• STATED EXERCISE: Every entry must be given again exactly.

:::

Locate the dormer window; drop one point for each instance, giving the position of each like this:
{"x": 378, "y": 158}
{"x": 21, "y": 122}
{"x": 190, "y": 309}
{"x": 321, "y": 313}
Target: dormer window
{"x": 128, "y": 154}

:::

• EXERCISE ANSWER:
Locate the dormer window; drop one point for each instance, giving the position of each like this:
{"x": 378, "y": 158}
{"x": 21, "y": 122}
{"x": 190, "y": 309}
{"x": 321, "y": 313}
Target: dormer window
{"x": 128, "y": 154}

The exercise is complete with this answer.